● **Given problem 1**: In the climbing route comments, what route was andy patterson working on before top-roping this line?

● **Given text**:

::::::

10 quickdraws to coldshut anchor


Kyle Queener
Bishop, California
Kyle Queener   Bishop, California
I had apprehensions before getting on this route. It looks intimidating and completely blank. I thought I was going to get completely shut down. On my first try I fell at what was the crux, a very hard section to read correctly as the holds are so small and far apart you can't see them until you're above them or know where they are already. I almost didn't give it another try because I was still slightly intimidated by it. Luckily I tried it one more time and got the red point. There was one section just before the chains that I felt was very difficult. Maybe I read the sequence wrong but I felt really stretched out on this move and I'm 6 foot with a +3 ape index.

This climb is fantastic and forces you to climb really controlled and static, you feel like Jonathan Siegrist moving up this route! Nov 30, 2014
Neil Rankin
Winston-Salem, NC
Neil Rankin   Winston-Salem, NC
For my money this is the best route in the Gorge. An incredible line, with great positioning and a beautiful crux. I think the crux is about v6 alone, and when you add in all of the other non-trivial climbing, I think a rating of 12d is a sandbag. Apr 1, 2013
andy patterson
Carpinteria, CA
andy patterson   Carpinteria, CA  
I TR'd this line at the end of a session, after putting some work in on Yellowstreak (5.13a). Thought I'd cool down on a "less hard" classic. Absolutely savage through the crux. I completely agree with Brad: the crux feels like V9.

Insanely elegant and beautiful. And did I say savage?

::::::

(Contour labeling items)
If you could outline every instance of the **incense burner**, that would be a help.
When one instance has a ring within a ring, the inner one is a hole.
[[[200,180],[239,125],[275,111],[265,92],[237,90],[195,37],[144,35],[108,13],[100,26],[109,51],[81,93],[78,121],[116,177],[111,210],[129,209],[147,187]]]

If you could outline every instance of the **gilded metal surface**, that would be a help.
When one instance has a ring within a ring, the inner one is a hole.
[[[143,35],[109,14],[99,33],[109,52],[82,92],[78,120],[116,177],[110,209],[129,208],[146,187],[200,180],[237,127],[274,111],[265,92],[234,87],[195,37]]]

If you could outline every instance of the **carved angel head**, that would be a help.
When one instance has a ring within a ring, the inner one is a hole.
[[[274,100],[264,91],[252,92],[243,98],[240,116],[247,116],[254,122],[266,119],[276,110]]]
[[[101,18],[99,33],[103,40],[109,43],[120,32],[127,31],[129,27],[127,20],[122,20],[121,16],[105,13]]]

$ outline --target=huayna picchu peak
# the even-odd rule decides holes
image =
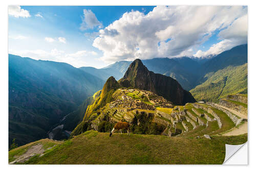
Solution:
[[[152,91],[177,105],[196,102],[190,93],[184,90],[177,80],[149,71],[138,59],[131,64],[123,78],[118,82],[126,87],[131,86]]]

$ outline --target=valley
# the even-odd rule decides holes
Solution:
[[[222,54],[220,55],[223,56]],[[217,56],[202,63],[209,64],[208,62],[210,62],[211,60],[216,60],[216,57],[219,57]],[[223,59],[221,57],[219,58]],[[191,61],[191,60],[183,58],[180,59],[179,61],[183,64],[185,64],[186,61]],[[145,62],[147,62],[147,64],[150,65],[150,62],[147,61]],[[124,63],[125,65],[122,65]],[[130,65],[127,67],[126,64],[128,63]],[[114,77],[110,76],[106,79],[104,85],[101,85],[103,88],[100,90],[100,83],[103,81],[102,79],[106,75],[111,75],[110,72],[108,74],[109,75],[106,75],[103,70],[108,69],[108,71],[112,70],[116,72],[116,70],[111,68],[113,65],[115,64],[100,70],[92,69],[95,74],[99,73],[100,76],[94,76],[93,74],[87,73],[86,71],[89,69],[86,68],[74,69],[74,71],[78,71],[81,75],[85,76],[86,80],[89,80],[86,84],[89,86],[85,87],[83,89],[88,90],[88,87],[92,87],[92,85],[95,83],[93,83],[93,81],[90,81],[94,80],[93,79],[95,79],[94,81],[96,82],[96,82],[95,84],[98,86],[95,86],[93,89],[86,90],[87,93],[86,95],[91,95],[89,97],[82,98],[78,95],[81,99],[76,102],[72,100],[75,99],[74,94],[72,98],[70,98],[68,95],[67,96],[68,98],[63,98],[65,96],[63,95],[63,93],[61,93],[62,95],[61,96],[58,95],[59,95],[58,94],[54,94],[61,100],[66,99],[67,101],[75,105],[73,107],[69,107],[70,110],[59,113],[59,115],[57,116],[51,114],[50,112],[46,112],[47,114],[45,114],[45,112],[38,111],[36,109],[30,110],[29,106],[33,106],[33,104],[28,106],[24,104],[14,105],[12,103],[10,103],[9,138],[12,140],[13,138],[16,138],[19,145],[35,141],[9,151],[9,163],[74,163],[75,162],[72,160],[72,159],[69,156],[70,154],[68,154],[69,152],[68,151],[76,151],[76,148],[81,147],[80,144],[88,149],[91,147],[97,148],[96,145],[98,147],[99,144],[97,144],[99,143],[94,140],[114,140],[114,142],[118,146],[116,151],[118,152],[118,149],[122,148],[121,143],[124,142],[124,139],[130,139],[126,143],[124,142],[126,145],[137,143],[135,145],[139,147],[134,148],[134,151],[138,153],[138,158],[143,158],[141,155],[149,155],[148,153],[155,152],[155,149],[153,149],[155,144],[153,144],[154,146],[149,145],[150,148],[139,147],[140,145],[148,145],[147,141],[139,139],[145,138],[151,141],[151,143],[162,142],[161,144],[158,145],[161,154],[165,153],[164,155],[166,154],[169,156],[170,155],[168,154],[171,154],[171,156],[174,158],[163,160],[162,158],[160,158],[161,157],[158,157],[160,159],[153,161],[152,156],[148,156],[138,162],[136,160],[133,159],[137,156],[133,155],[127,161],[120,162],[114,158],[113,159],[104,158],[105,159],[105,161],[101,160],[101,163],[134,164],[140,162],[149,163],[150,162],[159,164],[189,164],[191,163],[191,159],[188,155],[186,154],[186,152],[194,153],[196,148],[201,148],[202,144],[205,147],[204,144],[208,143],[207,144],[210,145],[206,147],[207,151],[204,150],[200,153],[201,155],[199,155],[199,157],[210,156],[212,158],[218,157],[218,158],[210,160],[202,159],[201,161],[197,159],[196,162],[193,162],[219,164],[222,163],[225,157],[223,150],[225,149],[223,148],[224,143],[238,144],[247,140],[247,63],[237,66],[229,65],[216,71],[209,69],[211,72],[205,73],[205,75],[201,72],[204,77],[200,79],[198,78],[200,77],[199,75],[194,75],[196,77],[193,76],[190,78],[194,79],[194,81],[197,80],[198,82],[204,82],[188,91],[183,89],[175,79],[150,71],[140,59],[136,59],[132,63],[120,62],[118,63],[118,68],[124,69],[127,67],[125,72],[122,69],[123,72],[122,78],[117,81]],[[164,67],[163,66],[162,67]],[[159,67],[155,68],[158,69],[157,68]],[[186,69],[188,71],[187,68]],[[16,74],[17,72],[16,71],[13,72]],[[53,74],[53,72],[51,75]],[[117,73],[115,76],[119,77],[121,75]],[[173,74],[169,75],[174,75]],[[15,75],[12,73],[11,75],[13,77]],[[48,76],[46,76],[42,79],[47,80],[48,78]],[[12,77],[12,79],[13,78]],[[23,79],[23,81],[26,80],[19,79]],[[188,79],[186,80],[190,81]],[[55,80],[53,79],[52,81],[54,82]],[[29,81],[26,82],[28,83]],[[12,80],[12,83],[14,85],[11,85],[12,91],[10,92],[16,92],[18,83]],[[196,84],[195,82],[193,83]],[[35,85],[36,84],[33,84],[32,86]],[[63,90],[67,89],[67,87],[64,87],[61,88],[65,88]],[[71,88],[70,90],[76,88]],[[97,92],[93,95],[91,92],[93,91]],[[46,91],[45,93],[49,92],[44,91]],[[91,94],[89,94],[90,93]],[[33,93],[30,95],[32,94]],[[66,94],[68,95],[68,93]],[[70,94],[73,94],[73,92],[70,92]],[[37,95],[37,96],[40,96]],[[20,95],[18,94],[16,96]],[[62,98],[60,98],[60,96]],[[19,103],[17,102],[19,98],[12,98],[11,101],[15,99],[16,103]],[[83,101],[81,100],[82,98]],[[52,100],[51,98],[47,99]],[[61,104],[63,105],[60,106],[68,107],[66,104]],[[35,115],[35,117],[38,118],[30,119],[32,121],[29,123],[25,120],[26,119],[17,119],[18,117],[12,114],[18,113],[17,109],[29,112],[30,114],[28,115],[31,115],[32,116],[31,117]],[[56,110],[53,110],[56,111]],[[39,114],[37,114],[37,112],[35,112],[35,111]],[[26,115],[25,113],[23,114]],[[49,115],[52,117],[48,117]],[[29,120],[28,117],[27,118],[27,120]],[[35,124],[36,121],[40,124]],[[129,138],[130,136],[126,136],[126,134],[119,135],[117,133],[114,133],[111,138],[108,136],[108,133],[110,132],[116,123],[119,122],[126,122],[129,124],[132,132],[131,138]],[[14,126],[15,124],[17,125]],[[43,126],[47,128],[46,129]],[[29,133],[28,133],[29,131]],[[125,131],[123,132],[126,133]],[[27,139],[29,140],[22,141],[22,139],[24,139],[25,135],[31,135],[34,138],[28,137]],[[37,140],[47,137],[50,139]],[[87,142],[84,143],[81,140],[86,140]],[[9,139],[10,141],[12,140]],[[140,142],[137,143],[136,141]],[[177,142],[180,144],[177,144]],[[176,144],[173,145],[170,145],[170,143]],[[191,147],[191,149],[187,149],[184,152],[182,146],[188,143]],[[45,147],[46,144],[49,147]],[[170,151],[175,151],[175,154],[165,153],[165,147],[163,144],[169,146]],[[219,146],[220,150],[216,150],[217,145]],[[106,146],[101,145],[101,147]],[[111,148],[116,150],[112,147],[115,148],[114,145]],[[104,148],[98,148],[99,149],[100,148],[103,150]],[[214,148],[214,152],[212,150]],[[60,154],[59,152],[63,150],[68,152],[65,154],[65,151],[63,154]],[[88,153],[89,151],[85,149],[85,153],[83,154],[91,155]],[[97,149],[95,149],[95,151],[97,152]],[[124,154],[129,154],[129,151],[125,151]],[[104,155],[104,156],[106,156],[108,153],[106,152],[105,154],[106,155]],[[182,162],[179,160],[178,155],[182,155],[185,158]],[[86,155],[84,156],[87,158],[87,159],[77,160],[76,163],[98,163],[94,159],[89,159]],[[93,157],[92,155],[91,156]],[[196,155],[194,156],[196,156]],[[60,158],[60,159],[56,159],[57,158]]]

::::::

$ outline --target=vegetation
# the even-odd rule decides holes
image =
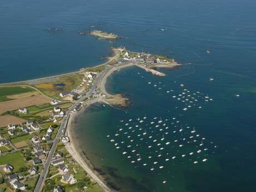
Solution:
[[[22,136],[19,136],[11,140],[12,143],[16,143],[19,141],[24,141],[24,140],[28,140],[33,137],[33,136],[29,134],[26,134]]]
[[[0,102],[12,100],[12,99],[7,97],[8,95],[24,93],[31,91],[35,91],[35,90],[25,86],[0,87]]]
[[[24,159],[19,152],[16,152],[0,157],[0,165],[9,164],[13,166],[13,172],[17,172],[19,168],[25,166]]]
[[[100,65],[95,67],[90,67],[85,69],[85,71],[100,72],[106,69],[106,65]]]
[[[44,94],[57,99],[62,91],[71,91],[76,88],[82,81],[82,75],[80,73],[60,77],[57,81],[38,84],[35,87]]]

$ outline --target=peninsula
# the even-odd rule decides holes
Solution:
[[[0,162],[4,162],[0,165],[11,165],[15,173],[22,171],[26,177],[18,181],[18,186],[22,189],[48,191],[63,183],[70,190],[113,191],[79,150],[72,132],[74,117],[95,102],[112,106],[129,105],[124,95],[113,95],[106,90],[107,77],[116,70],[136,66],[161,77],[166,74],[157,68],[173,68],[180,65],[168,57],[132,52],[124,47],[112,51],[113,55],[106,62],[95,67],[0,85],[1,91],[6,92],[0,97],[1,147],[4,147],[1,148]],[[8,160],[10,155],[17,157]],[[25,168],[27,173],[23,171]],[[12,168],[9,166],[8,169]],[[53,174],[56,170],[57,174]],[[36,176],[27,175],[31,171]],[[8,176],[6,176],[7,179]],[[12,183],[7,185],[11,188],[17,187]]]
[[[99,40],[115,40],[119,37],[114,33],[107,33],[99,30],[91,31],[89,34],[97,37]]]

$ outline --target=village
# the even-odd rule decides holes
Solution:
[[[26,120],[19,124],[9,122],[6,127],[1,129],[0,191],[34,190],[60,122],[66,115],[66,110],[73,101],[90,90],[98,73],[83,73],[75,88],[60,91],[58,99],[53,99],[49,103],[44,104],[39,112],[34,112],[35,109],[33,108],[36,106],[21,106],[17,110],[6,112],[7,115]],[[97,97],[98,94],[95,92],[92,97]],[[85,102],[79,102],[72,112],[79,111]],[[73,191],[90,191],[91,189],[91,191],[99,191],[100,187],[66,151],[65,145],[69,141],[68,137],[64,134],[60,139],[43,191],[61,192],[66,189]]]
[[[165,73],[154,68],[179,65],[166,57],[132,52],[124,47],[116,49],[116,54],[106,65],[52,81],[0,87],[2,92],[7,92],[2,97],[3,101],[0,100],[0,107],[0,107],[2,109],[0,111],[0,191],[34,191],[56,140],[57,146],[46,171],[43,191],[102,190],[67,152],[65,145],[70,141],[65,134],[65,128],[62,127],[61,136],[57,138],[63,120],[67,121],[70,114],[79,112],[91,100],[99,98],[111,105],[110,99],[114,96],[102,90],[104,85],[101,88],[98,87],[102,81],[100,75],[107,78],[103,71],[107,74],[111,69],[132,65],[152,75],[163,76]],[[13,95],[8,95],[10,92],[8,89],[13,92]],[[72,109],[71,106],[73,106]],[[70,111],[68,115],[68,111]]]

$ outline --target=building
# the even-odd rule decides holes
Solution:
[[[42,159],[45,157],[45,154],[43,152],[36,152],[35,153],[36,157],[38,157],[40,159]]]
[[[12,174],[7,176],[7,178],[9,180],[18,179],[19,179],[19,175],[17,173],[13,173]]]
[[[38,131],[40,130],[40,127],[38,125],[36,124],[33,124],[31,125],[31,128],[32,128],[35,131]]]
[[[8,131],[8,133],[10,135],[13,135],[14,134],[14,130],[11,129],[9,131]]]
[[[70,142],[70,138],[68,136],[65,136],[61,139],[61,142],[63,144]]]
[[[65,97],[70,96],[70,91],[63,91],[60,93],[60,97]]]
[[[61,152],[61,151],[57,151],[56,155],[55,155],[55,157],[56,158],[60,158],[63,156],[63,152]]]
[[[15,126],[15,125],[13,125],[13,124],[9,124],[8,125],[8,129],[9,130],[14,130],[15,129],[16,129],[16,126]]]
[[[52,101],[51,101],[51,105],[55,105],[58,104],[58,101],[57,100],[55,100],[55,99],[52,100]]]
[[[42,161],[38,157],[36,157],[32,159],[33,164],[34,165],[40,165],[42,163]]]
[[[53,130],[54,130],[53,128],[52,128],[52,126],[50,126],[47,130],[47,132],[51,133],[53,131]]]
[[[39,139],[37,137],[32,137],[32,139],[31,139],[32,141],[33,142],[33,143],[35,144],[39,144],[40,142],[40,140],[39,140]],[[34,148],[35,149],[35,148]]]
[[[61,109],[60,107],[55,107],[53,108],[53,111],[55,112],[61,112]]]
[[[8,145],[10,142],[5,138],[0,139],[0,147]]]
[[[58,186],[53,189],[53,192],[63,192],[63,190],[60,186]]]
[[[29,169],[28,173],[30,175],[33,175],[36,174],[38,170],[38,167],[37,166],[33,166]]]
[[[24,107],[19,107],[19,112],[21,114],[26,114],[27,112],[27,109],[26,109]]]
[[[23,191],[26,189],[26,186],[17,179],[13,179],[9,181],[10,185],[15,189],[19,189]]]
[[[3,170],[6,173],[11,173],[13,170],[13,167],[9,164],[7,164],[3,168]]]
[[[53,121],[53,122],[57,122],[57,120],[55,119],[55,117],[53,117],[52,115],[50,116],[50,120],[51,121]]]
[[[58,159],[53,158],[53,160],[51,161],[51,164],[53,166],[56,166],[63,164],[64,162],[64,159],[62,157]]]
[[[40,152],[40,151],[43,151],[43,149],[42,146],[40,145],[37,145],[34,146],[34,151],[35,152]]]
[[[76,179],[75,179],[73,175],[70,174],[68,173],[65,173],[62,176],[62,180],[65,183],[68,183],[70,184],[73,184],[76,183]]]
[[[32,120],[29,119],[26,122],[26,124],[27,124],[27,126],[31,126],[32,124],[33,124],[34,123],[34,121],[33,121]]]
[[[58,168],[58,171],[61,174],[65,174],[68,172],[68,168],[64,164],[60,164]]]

::::::

● **Given problem 2**: How many lines of the records contain the word "that"? Reply with the number only.

● **Complete response 1**: Yellowstreak (5.13a).

● **Complete response 2**: 3